[Begin STORED RECORDS]

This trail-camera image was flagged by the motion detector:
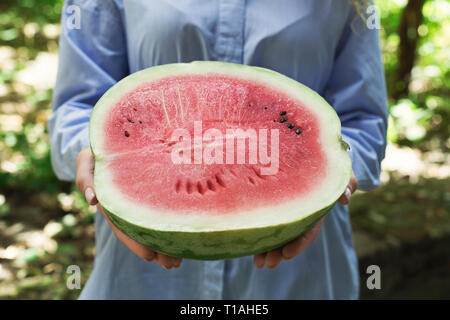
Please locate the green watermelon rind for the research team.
[102,203,334,260]
[89,61,352,260]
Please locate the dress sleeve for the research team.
[325,16,387,190]
[48,0,129,181]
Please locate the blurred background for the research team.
[0,0,450,299]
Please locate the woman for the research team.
[49,0,387,299]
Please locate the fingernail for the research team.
[84,188,95,204]
[345,188,352,201]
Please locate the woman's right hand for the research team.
[76,148,181,269]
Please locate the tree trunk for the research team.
[392,0,426,99]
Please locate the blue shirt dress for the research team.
[48,0,387,299]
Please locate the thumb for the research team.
[76,148,98,205]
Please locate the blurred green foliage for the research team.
[0,0,450,299]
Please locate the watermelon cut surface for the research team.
[90,62,351,260]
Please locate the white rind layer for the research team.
[90,61,351,232]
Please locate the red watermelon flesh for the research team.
[104,75,326,214]
[89,61,351,260]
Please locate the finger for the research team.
[155,252,179,269]
[338,173,358,205]
[76,148,98,205]
[281,217,325,260]
[253,252,266,269]
[97,204,156,262]
[265,249,283,269]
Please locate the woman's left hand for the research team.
[253,173,358,269]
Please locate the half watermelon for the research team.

[End STORED RECORDS]

WRITTEN REQUEST: Give the material above as a JSON list of strings, one string per line and no entries for blank lines. Leave the pictures out.

RESULT OF THE EXERCISE:
[
  "This trail-camera image was flagged by the motion detector:",
  "Please locate the green watermelon rind for the research team.",
  "[102,203,334,260]",
  "[89,61,352,260]",
  "Please locate the dress sleeve for the research team.",
  "[325,16,387,190]",
  "[48,0,129,181]",
  "Please locate the blurred background for the research team.",
  "[0,0,450,299]",
  "Please locate the woman for the research team.",
  "[49,0,387,299]",
  "Please locate the fingernail for the research team.",
  "[84,188,95,204]",
  "[345,188,352,201]",
  "Please locate the woman's right hand for the research team.",
  "[76,148,181,269]",
  "Please locate the tree trunk for the research team.",
  "[392,0,426,99]",
  "Please locate the blue shirt dress for the research team.",
  "[48,0,387,299]",
  "Please locate the thumb for the research team.",
  "[76,148,98,205]",
  "Please locate the blurred green foliage for the research team.",
  "[0,0,450,299]",
  "Please locate the watermelon cut surface for the research team.",
  "[90,62,351,260]",
  "Please locate the white rind layer for the research team.",
  "[90,61,351,232]",
  "Please locate the red watermelon flesh for the research team.",
  "[104,75,326,214]",
  "[89,61,351,260]",
  "Please locate the finger for the research team.",
  "[155,252,179,269]",
  "[338,173,358,205]",
  "[76,148,98,205]",
  "[281,217,325,260]",
  "[253,252,266,269]",
  "[97,204,156,262]",
  "[265,249,283,269]",
  "Please locate the woman's left hand for the research team.",
  "[253,173,358,269]",
  "Please locate the half watermelon for the research team."
]